» READING PASSAGE:

========================================================================

We have a few details of alBaghdadi's life. He was born and brought up in Baghdad but left that city to go to Nishapur (sometimes written Neyshabur in English) in the Tus region of northeastern Iran. He did not go to Nishapur alone, but was accompanied by his father who must have been a man of considerable wealth, for alBaghdadi, without any apparent income himself, was able to spend a great deal of money on supporting scholarship and men of learning.
At this time Nishapur was, like the whole of the region around it, a place where there was little political stability as various tribes and religious groups fought with each other. When riots broke out in Nishapur, alBaghdadi decided that he required a more peaceful place to continue his life as an academic so he moved to Asfirayin. This town was quieter and alBaghdadi was able to teach and study in more peaceful surroundings. He was certainly considered as one of the great teachers of his time and the people of Nishapur were sad to lose the great scholar from their city.
In Asfirayin, alBaghdadi taught for many years in the mosque. Always having sufficient wealth, he took no payment for his teachings, devoting his life to the pursuit of learning and teaching for its own sake. His writings were mainly concerned with theology, as we must assume were his teachings. However, he wrote at least two books on mathematics.
One, Kitab fi'lmisaha, is relatively unimportant. It is concerned with the measurement of lengths, areas and volumes. The second is, however, a work of major importance in the history of mathematics. This treatise, alTakmila fi'lHisab, is a work in which alBaghdadi considers different systems of arithmetic. These systems derive from counting on the fingers, the sexagesimal system, and the arithmetic of the Indian numerals and fractions. He also considers the arithmetic of irrational numbers and business arithmetic. In this work alBaghdadi stresses the benefits of each of the systems but seems to favour the Indian numerals.

========================================================================

» WHAT YOU SHOULD DO:
Carry on the passage about alBaghdadi's life and his books on mathematics, starting after its last sentence.

========================================================================

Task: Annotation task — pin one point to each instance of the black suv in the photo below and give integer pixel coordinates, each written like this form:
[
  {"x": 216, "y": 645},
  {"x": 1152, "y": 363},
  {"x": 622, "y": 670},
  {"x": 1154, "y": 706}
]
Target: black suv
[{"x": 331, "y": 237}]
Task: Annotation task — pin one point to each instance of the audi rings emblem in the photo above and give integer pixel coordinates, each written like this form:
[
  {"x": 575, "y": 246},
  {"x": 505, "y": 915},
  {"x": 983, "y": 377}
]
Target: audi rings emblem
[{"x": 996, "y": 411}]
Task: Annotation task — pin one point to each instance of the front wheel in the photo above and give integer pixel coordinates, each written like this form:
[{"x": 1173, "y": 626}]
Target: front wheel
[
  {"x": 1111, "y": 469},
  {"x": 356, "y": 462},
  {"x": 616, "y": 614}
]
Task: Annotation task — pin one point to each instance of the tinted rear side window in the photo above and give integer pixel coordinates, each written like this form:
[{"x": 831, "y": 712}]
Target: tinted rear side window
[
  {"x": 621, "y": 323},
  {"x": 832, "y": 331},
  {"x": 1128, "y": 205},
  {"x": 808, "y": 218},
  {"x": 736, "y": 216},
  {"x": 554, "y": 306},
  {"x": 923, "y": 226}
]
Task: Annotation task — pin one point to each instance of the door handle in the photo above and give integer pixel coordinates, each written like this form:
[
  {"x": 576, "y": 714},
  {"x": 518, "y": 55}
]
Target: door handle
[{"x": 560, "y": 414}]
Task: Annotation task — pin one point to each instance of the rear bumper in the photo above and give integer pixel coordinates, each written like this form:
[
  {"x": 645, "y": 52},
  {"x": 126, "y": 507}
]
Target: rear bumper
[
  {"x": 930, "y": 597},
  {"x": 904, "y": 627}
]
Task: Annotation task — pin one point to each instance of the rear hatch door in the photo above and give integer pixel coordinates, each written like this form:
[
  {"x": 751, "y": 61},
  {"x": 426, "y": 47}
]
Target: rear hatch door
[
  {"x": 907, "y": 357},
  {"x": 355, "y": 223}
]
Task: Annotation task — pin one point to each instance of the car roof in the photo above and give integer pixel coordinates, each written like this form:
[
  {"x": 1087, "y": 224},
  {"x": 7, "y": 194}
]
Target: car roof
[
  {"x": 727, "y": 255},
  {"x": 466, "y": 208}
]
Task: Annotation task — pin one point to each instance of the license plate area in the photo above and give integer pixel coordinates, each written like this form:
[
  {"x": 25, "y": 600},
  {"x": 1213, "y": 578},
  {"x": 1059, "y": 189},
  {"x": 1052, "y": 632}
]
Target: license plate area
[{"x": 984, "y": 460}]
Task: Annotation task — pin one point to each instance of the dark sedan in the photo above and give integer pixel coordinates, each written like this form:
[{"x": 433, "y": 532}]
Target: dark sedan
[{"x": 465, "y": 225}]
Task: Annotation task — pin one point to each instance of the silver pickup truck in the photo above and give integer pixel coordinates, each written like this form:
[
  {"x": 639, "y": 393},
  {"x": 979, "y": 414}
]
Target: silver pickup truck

========================================================================

» SOLVED PROBLEM:
Several important results in number theory appear in the alTakmila as do comments which allow us to obtain information on certain texts of alKhwarizmi which are now lost. We shall discuss the number theory results in more detail below, but first let us comment on the light which the alTakmila sheds on the problem of why Renaissance mathematicians were divided into "abacists" and "algorists" and exactly what is captured by these two names. It seems clear that those using Indian numerals used an abacus and were then called "abacists". The "algorists" followed the methods of alKhwarizmi's lost work which, contrary to what was originally thought, is not a work on Indian numerals but rather a work on finger counting methods. This becomes clear from the references to the lost work by alBaghdadi.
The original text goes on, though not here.